- Aufgabenteile -
1 – Seit wann leitet die im Text über die Pandemiemaßnahmen im Seehäuser Werk beschriebene Führungskraft dieses Werk?
2 – Schreib bitte den Text über die Pandemiemaßnahmen im Seehäuser Werk im Anschluss an seinen letzten Satz weiter.

- Vorliegender Text -
▽

Der gebürtige Hamburger, der seit August 2018 die Geschicke des Seehäuser Werkes leitet, bezeichnet sich in Sachen Krisen als „schussfest“, aber eine Pandemie hat er noch nicht mitgemacht. Gleichwohl seien die ersten Weichen schon vor sieben Wochen mit abgestuften Maßnahmeplänen gestellt worden, die mit jeder Verschärfung, angefangen vom Verzicht auf das Händeschütteln über das vorsorgliche Ausstellen von Arbeitgeberbescheinigungen bis zur räumlichen Trennung von Schichten, Abteilungen und Meisterbereichen oder bis zum Besucherstopp auf dem Firmengelände, immer angepasst wurden. Dazu konnten Leute aus dem organisatorischen beziehungsweise verwaltungstechnischen Bereich des Werkes ins Home-Office geschickt werden, um den Infektionsdruck zu senken.

△

[Datenelemente]
▽

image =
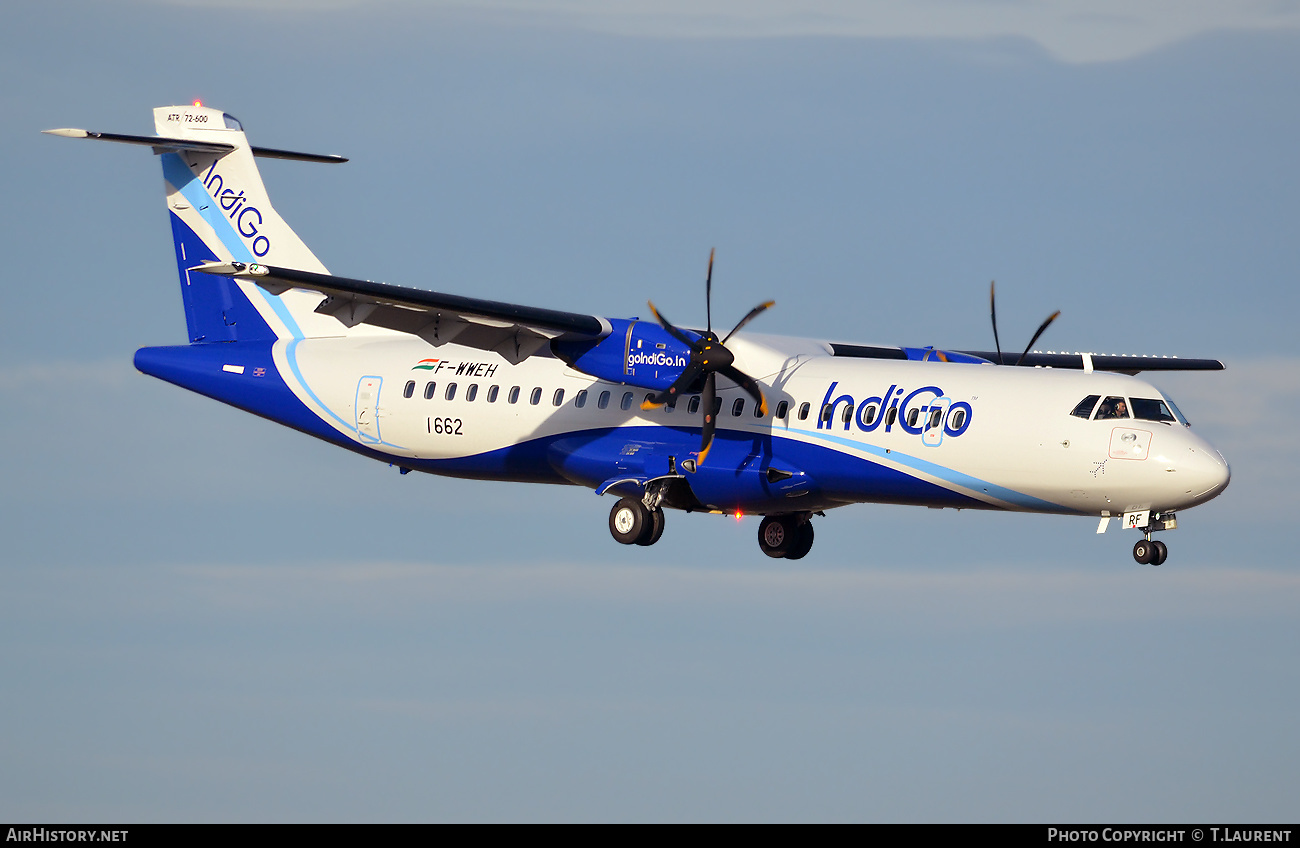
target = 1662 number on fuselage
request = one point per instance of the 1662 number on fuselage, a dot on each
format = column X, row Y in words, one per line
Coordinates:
column 445, row 425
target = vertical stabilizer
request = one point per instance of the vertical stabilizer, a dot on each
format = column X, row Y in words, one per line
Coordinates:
column 220, row 211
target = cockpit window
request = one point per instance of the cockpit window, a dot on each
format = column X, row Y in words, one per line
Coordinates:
column 1112, row 407
column 1173, row 407
column 1084, row 409
column 1149, row 410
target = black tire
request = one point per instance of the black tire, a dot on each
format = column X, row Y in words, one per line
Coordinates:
column 628, row 519
column 802, row 544
column 776, row 535
column 653, row 530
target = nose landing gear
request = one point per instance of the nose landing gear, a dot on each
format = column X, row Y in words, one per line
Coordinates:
column 1148, row 552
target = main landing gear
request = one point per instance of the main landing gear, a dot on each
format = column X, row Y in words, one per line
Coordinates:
column 635, row 523
column 785, row 536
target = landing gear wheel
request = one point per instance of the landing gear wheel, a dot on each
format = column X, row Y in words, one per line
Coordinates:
column 776, row 535
column 628, row 520
column 802, row 543
column 653, row 530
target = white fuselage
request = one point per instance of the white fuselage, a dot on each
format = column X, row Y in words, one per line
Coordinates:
column 1015, row 446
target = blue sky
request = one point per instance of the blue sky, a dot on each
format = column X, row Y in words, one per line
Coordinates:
column 207, row 617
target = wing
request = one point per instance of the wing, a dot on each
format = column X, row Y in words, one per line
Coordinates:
column 1122, row 363
column 515, row 332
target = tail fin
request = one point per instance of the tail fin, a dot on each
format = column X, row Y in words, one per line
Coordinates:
column 220, row 211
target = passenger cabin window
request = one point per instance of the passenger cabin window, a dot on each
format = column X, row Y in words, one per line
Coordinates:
column 1112, row 409
column 1086, row 406
column 1152, row 410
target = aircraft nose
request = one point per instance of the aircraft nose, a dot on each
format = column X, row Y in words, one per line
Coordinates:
column 1204, row 474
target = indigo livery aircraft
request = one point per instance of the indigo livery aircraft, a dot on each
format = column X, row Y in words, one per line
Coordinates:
column 658, row 415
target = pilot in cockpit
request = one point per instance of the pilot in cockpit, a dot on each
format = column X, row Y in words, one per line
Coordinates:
column 1112, row 407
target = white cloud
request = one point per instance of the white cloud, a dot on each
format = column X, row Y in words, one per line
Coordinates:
column 1071, row 30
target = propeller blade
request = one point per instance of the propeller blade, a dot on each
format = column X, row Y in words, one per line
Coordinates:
column 672, row 331
column 745, row 383
column 1043, row 327
column 688, row 376
column 753, row 314
column 709, row 293
column 706, row 436
column 992, row 311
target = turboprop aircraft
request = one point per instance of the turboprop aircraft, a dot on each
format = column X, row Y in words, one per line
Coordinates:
column 658, row 415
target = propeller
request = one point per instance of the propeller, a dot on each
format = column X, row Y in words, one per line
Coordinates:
column 992, row 310
column 709, row 358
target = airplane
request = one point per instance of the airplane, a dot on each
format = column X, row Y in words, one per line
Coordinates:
column 663, row 418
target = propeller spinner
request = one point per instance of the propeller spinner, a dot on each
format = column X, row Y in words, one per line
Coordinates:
column 709, row 357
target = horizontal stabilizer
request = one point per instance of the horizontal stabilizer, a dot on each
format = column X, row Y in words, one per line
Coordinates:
column 163, row 145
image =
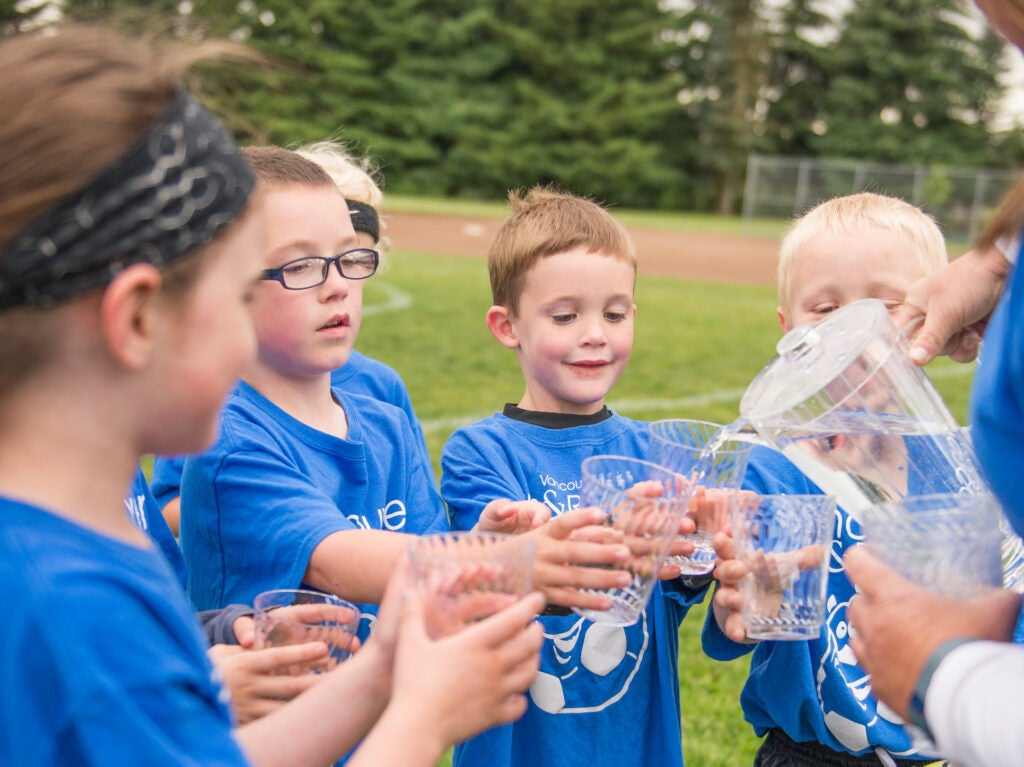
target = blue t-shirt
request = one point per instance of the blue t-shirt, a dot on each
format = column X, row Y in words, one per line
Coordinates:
column 997, row 401
column 102, row 661
column 360, row 375
column 271, row 488
column 146, row 515
column 813, row 690
column 604, row 694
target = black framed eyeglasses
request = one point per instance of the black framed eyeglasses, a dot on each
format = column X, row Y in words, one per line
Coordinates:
column 312, row 270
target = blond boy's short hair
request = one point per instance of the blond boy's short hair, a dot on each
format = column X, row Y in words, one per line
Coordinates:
column 854, row 213
column 544, row 223
column 355, row 178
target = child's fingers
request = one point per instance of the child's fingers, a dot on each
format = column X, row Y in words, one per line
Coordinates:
column 274, row 658
column 584, row 553
column 563, row 524
column 566, row 597
column 564, row 576
column 502, row 626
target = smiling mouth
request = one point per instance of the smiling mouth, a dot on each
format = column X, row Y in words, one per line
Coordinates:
column 339, row 323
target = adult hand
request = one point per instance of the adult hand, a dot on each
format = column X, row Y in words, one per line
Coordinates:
column 955, row 303
column 897, row 625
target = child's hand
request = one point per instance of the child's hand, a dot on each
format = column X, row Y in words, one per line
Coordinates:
column 728, row 601
column 512, row 517
column 261, row 681
column 457, row 686
column 567, row 550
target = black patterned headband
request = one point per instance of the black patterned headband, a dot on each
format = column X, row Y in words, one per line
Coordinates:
column 172, row 192
column 365, row 218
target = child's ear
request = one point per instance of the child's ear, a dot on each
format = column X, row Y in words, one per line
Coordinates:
column 128, row 313
column 501, row 326
column 781, row 320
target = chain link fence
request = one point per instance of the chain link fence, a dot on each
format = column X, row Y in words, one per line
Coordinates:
column 960, row 199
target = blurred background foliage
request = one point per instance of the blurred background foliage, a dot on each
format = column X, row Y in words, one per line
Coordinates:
column 643, row 103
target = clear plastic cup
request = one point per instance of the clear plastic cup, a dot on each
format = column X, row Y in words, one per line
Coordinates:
column 688, row 448
column 644, row 504
column 285, row 616
column 466, row 577
column 947, row 543
column 785, row 542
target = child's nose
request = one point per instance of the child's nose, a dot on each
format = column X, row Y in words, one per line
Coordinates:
column 593, row 333
column 335, row 283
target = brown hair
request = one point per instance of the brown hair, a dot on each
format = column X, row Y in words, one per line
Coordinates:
column 278, row 167
column 1007, row 220
column 76, row 98
column 544, row 223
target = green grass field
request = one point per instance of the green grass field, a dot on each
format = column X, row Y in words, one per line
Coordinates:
column 697, row 346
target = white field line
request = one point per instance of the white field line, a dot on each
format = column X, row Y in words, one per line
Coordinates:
column 450, row 423
column 394, row 300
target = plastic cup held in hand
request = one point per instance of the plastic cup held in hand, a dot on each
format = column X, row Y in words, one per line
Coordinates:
column 466, row 577
column 644, row 504
column 688, row 448
column 785, row 543
column 947, row 543
column 285, row 616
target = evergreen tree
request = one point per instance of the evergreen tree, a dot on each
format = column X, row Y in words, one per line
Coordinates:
column 909, row 83
column 802, row 42
column 725, row 46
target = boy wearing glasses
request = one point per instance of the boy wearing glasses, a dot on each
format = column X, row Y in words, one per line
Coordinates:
column 306, row 483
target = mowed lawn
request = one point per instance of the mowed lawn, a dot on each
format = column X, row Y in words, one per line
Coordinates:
column 697, row 346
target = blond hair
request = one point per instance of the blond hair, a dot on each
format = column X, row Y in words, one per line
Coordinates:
column 356, row 178
column 544, row 223
column 852, row 214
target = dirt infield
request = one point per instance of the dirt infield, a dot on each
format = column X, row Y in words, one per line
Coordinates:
column 704, row 257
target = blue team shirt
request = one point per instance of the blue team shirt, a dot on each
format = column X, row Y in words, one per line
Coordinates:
column 996, row 408
column 146, row 515
column 102, row 659
column 604, row 694
column 271, row 488
column 360, row 375
column 813, row 690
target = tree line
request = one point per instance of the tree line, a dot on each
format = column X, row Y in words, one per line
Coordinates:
column 650, row 103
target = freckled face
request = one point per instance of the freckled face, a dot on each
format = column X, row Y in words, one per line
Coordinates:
column 835, row 269
column 305, row 333
column 574, row 330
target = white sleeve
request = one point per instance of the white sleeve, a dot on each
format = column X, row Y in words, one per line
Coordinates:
column 1009, row 246
column 974, row 705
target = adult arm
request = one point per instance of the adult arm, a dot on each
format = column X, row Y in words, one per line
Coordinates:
column 973, row 705
column 898, row 626
column 955, row 303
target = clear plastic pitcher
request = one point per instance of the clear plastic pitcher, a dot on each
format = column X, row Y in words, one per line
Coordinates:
column 844, row 401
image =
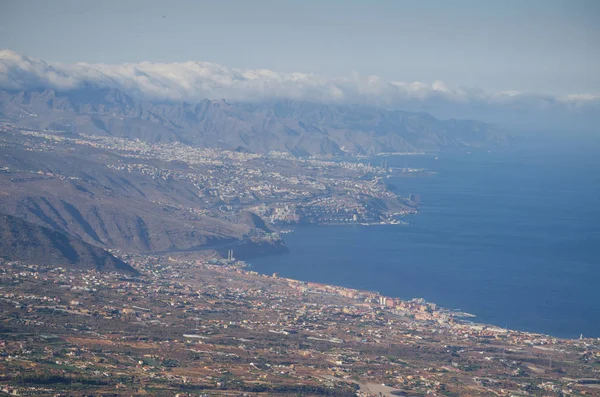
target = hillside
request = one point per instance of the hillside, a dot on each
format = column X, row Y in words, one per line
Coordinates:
column 27, row 242
column 296, row 127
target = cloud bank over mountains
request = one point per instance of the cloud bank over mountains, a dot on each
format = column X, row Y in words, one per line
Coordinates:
column 193, row 81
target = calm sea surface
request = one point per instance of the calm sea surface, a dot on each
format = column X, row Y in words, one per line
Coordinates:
column 513, row 238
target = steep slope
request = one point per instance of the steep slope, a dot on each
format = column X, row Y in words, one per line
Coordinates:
column 132, row 212
column 299, row 128
column 27, row 242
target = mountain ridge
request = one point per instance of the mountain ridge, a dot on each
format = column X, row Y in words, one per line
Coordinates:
column 296, row 127
column 28, row 242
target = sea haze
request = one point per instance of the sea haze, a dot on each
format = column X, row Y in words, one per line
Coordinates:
column 511, row 237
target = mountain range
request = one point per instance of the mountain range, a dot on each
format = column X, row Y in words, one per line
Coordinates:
column 31, row 243
column 296, row 127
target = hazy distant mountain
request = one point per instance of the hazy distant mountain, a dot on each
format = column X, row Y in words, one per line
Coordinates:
column 110, row 209
column 297, row 127
column 27, row 242
column 194, row 81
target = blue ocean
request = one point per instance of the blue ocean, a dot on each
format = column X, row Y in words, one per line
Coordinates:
column 512, row 237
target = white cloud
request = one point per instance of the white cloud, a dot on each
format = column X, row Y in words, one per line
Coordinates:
column 192, row 81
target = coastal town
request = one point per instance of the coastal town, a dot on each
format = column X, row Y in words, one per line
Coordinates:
column 280, row 188
column 215, row 327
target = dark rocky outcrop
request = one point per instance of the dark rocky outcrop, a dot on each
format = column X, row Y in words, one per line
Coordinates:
column 27, row 242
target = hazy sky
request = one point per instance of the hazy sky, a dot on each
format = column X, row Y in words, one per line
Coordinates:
column 543, row 46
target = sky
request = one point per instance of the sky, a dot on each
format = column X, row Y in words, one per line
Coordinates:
column 532, row 46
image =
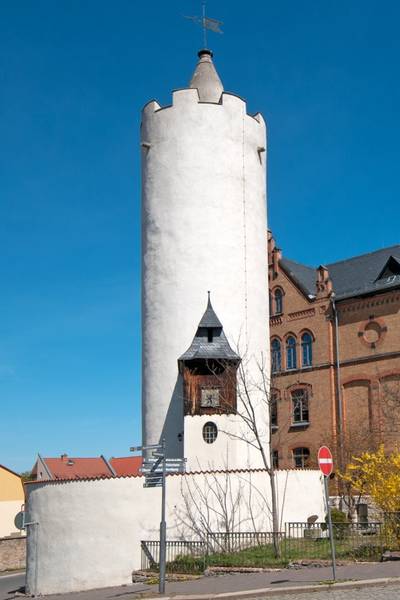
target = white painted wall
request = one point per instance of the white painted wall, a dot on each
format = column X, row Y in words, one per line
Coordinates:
column 225, row 453
column 8, row 510
column 89, row 532
column 204, row 228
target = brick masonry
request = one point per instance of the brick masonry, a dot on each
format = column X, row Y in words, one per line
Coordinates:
column 12, row 553
column 369, row 351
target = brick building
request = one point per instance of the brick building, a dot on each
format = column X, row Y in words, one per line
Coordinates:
column 335, row 346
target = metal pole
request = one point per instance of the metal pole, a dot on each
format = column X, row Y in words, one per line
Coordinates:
column 330, row 528
column 338, row 386
column 163, row 527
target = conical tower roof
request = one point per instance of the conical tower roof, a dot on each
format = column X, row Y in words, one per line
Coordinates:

△

- Lösungen -
1 – Seit August 2018.

2 –
Das alles, um mögliche Ansteckungswege zu unterbrechen oder im Ernstfall nicht die halbe Belegschaft in Quarantäne schicken zu müssen. Wobei alles seine Grenzen hat. Virtuelle Roste könne auch ein innovatives Unternehmen wie Graepel noch nicht herstellen, lässt Klatschow augenzwinkernd wissen, der bei den Hygienestandards in angespannten Zeiten selbst mit gutem Beispiel vorangeht. Heißt unter anderem, dass er Hallen und Werkstätten meidet und auch Gespräche wie das mit der Osterburger Volksstimme nur fernmündlich führt.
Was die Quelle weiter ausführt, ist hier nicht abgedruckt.